◆ What needs to be done
Copy out only the span from the line with "[mark] the overcast" to the end of the data, both ends kept, word for word.

(Data extracted from a collection)
>> Begin

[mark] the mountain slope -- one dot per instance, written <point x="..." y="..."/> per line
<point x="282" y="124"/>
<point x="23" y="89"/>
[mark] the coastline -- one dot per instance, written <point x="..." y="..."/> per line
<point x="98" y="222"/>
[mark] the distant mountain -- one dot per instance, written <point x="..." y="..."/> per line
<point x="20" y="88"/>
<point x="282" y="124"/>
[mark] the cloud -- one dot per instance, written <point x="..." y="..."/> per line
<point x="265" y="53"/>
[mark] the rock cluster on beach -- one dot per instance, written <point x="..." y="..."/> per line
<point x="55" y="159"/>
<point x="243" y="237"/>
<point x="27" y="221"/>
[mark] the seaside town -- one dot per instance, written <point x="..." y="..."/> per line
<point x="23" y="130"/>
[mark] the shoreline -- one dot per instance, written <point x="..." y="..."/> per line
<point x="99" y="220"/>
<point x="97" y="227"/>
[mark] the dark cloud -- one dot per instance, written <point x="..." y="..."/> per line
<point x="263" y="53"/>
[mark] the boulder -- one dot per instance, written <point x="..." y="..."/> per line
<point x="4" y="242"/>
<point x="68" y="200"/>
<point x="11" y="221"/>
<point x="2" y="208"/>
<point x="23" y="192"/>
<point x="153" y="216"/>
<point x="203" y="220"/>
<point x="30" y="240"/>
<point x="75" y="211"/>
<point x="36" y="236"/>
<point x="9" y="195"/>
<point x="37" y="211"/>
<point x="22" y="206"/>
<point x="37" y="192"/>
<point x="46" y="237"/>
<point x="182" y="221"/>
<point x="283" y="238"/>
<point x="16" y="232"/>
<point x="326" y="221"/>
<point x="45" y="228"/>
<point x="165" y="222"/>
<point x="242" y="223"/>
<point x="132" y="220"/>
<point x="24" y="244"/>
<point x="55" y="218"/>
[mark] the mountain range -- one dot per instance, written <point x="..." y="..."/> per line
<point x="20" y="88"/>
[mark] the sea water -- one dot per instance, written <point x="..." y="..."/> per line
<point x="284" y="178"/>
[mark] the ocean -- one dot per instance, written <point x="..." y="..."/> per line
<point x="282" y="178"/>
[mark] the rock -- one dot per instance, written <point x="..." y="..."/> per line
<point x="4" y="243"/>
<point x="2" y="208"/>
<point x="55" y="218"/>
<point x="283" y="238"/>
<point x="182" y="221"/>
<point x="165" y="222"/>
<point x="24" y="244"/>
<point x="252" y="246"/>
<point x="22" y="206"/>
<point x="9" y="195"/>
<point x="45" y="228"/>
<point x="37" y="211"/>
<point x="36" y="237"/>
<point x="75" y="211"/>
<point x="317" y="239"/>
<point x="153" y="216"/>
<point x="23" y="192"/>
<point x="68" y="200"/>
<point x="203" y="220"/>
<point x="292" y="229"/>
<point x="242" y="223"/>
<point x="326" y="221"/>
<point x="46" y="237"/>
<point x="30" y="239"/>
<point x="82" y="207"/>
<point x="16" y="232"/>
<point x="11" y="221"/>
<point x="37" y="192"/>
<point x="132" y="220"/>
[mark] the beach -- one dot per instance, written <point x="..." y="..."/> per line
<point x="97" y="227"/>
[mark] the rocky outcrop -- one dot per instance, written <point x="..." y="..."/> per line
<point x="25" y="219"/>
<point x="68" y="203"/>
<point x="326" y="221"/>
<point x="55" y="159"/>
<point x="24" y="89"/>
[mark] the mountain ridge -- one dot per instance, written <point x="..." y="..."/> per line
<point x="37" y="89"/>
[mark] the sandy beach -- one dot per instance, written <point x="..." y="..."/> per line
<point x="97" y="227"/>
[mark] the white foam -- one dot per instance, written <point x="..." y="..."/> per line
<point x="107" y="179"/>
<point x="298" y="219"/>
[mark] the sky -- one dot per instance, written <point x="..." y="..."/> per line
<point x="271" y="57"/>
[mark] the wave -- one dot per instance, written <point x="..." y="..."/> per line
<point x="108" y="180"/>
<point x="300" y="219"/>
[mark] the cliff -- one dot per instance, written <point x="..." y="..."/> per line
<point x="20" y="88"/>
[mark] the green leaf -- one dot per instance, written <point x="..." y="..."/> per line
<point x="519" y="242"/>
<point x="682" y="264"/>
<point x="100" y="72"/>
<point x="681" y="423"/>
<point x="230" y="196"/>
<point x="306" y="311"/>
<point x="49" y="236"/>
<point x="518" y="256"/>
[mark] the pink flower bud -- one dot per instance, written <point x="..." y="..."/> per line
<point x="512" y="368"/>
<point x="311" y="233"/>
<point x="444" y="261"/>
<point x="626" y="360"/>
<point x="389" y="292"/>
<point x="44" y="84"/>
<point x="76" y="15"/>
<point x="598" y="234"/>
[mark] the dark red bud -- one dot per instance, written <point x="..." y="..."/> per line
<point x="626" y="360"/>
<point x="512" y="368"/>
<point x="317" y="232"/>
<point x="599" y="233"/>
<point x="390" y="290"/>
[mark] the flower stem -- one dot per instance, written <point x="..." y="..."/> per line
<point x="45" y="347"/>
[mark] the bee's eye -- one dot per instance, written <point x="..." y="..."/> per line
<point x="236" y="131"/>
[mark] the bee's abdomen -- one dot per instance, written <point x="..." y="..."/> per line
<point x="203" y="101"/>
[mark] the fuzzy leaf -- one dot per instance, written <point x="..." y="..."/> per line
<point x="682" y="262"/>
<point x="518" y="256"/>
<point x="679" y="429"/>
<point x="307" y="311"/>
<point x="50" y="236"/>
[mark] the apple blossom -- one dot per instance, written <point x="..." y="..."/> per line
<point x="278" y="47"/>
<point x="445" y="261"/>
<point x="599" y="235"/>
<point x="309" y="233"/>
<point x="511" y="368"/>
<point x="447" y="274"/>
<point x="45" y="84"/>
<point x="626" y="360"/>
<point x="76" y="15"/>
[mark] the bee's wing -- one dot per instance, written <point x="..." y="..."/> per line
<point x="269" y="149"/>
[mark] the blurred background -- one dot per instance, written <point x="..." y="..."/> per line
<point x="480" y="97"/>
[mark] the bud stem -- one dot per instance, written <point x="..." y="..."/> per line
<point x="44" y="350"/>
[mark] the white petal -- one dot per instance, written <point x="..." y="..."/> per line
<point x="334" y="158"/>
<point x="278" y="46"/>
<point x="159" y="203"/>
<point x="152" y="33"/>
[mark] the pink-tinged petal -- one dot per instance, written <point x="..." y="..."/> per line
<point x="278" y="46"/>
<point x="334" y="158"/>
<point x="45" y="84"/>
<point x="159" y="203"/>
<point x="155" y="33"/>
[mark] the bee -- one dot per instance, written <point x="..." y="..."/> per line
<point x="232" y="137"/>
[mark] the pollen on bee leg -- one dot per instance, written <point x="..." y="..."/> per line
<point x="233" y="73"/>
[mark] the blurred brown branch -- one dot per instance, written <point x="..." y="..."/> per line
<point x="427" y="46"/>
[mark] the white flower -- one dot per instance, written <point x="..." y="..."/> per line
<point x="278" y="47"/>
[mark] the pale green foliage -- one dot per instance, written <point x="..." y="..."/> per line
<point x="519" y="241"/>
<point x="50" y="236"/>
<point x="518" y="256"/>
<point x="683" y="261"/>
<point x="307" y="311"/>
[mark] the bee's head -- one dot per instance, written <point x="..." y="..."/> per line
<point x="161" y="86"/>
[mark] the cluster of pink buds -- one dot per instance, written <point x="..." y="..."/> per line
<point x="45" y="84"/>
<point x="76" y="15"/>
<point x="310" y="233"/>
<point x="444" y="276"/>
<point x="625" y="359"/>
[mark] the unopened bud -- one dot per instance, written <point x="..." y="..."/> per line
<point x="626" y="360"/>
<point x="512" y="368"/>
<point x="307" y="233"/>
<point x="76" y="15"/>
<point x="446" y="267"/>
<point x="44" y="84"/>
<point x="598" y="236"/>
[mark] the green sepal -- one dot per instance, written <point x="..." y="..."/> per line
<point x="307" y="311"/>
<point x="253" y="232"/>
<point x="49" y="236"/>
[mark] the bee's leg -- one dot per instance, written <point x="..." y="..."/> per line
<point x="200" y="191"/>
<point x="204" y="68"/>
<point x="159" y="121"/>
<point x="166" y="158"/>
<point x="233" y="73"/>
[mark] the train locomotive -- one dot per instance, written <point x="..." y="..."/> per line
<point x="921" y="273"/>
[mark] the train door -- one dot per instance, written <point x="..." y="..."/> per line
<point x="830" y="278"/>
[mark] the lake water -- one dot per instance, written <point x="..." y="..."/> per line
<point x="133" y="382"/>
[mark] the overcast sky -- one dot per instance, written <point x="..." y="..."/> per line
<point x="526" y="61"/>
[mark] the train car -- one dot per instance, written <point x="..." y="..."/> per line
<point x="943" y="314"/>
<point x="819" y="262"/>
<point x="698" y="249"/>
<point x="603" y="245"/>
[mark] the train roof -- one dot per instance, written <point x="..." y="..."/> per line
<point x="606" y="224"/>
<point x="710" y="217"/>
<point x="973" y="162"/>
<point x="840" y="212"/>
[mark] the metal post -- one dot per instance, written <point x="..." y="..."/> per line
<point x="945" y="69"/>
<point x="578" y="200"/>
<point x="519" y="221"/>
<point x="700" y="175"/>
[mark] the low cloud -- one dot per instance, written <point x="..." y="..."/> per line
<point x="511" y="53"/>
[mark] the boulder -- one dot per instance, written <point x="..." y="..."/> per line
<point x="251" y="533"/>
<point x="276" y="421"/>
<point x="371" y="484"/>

>> End

◆ Correct output
[mark] the overcast sky -- one dot per instance, written <point x="..." y="..."/> per line
<point x="526" y="61"/>
[mark] the train car -- one dot per instance, written <point x="..." y="..."/> per line
<point x="943" y="314"/>
<point x="819" y="262"/>
<point x="698" y="249"/>
<point x="603" y="245"/>
[mark] the train roof -- one dot per instance, written <point x="..." y="..."/> per line
<point x="606" y="224"/>
<point x="710" y="217"/>
<point x="973" y="162"/>
<point x="840" y="212"/>
[mark] the metal post -- one dot per instance, written <point x="..." y="..."/> per line
<point x="945" y="69"/>
<point x="578" y="200"/>
<point x="519" y="221"/>
<point x="700" y="175"/>
[mark] the low cloud -- one dot per instance, written <point x="..." y="..."/> per line
<point x="511" y="53"/>
[mark] the boulder -- one dot per instance, written <point x="..." y="..."/> per line
<point x="251" y="533"/>
<point x="276" y="421"/>
<point x="371" y="484"/>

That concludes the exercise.